**Text section:**
:::
This special *summation structure* allows for a simple but very effective enhancement to virtually any local optimization scheme, and is called *mini-batch optimization*.  Mini-batch optimization is most often used in combination with a gradient-based step like any of those discussed in the prior Sections, which is why we discuss the subject in this Chapter.

In [1]:
## This code cell will not be shown in the HTML version of this notebook
# import standard tools
import sys
sys.path.append('../../')
import autograd.numpy as np
import time

# import custom plotting tools
from mlrefined_libraries import math_optimization_library as optlib
from mlrefined_libraries import calculus_library as callib
static_plotter = optlib.static_plotter.Visualizer();
anime_plotter = optlib.animation_plotter.Visualizer();

# The next three lines are needed to compensate for matplotlib notebook's tendancy to blow up images when plotted inline
%matplotlib notebook
from matplotlib import rcParams
rcParams['figure.autolayout'] = True

%load_ext autoreload
%autoreload 2

## 3.11.1  A simple idea with powerful consequences

Suppose we were to apply a local optimization scheme to minimize a function $g$ of the form

\begin{equation}
g\left(\mathbf{w}\right) = \sum_{p=1}^P g_p\left(\mathbf{w}\right).
\end{equation}


where $g_1\,g_2,\,...,g_P$ are all functions of the same kind (e.g., quadratics with different constants parameterized by $\mathbf{w}$).
:::
**Exercise a:** Pick out and copy every line in the rows that contains the word "jeans", treating uppercase and lowercase as different.
The excerpt and the rows come from separate, unrelated sources.

Data listing:
:::
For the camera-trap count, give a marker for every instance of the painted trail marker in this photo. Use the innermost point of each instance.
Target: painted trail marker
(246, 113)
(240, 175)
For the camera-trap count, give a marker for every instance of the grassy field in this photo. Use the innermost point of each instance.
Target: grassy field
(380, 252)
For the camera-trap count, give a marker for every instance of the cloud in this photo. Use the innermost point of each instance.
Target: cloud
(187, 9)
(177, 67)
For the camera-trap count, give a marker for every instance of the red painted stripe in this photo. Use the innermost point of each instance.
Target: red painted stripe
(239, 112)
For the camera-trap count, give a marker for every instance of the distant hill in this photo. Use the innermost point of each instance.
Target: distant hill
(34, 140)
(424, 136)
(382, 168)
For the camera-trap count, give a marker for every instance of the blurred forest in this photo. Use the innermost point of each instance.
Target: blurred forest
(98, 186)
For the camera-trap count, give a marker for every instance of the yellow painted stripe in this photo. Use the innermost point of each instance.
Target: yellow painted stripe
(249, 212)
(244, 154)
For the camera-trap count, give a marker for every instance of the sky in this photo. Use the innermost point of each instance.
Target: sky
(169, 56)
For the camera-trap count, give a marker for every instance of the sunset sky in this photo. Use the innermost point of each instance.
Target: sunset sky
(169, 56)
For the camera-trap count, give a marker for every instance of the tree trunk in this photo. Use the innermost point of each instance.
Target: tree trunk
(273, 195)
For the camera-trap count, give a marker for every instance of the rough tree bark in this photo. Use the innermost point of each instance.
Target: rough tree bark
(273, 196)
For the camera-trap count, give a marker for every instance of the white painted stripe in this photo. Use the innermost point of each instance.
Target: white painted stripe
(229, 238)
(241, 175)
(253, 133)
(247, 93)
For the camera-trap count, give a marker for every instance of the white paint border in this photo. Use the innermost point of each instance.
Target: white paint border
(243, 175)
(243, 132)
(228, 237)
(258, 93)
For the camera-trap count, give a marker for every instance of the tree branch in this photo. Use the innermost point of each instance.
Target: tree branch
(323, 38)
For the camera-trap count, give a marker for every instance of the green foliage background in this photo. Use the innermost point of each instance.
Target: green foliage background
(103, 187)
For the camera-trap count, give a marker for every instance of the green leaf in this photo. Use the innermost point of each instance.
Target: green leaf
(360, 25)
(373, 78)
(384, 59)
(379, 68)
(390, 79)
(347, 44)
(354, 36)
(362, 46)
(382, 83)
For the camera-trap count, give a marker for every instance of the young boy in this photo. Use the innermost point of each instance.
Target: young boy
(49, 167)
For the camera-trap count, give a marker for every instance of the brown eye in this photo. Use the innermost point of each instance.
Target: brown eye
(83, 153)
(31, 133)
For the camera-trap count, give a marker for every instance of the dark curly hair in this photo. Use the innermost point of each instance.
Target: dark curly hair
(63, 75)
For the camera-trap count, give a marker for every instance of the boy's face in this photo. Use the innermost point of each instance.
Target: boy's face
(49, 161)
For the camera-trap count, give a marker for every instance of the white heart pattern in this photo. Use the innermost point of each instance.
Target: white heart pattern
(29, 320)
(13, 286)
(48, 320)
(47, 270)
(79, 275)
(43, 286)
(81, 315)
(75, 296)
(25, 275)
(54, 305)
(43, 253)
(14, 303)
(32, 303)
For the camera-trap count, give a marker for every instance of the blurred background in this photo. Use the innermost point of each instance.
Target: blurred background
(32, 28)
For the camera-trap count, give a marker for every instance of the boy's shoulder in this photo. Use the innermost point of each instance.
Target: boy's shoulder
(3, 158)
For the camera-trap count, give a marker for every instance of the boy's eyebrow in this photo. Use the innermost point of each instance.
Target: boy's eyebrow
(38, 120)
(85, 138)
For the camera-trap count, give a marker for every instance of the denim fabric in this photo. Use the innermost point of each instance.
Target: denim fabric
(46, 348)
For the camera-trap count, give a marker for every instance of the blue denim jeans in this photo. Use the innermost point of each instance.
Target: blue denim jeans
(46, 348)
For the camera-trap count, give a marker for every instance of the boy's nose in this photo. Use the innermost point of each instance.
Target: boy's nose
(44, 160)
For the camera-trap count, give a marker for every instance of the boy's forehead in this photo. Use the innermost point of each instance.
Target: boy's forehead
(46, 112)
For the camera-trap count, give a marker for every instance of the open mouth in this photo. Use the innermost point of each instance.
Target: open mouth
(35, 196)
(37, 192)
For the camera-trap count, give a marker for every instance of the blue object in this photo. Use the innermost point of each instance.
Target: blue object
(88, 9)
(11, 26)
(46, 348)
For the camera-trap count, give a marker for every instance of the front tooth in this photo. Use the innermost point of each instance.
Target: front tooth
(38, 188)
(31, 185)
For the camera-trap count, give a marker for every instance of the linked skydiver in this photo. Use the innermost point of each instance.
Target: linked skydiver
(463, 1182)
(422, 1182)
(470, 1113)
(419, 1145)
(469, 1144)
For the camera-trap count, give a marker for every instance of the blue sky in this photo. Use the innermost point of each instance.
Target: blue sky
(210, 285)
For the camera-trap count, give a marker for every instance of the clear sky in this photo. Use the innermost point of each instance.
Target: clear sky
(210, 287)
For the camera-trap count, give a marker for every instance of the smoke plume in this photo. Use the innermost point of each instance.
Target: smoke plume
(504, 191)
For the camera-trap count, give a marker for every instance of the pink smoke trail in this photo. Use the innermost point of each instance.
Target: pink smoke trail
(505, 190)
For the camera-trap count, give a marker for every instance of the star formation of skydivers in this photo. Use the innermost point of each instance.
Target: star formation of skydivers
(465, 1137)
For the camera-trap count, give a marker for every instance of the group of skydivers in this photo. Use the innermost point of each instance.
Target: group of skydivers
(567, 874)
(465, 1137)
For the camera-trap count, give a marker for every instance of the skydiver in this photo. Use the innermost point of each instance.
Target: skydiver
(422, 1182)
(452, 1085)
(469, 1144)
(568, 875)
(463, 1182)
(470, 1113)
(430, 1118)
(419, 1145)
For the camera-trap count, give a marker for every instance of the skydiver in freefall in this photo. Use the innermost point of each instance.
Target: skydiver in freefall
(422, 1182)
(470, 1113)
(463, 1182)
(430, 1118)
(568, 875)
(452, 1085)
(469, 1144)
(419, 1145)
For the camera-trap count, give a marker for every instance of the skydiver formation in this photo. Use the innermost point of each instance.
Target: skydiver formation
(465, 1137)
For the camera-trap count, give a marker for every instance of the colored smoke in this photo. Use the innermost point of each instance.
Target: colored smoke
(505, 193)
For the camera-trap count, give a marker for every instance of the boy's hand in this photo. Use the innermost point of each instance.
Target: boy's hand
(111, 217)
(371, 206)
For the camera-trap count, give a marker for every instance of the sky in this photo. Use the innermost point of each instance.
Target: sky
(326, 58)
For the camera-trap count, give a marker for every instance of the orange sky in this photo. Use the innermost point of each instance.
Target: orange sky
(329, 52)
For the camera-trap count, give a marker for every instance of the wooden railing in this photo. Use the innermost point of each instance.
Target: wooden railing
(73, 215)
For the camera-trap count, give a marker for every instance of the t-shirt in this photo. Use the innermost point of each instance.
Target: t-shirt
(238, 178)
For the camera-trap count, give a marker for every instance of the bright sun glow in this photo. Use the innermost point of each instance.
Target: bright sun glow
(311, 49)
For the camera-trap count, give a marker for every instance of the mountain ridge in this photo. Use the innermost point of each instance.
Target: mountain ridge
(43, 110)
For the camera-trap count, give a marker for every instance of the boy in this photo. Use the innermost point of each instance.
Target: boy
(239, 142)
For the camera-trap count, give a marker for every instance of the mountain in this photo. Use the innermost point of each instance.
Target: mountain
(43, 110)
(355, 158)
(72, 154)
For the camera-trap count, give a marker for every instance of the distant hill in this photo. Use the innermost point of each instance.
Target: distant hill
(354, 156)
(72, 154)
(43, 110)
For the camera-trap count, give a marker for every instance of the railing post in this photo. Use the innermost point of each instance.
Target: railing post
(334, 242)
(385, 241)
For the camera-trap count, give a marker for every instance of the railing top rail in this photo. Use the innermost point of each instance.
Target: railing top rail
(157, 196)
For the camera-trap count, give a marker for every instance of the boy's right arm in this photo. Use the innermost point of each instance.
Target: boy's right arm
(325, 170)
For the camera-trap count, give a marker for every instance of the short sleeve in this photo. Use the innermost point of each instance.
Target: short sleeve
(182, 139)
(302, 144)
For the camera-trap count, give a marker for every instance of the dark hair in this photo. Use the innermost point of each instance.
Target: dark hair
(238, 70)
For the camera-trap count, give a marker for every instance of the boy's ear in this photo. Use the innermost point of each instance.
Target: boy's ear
:::
**Exercise b:** Print the part of the mini-batch optimization excerpt from "This special *summation" to "sys.path.append('../../')", both ends included, without any changes.

**Written solution a:**
For the camera-trap count, give a marker for every instance of the blue denim jeans in this photo. Use the innermost point of each instance.
Target: blue denim jeans

**Written solution b:**
This special *summation structure* allows for a simple but very effective enhancement to virtually any local optimization scheme, and is called *mini-batch optimization*.  Mini-batch optimization is most often used in combination with a gradient-based step like any of those discussed in the prior Sections, which is why we discuss the subject in this Chapter.

In [1]:
## This code cell will not be shown in the HTML version of this notebook
# import standard tools
import sys
sys.path.append('../../')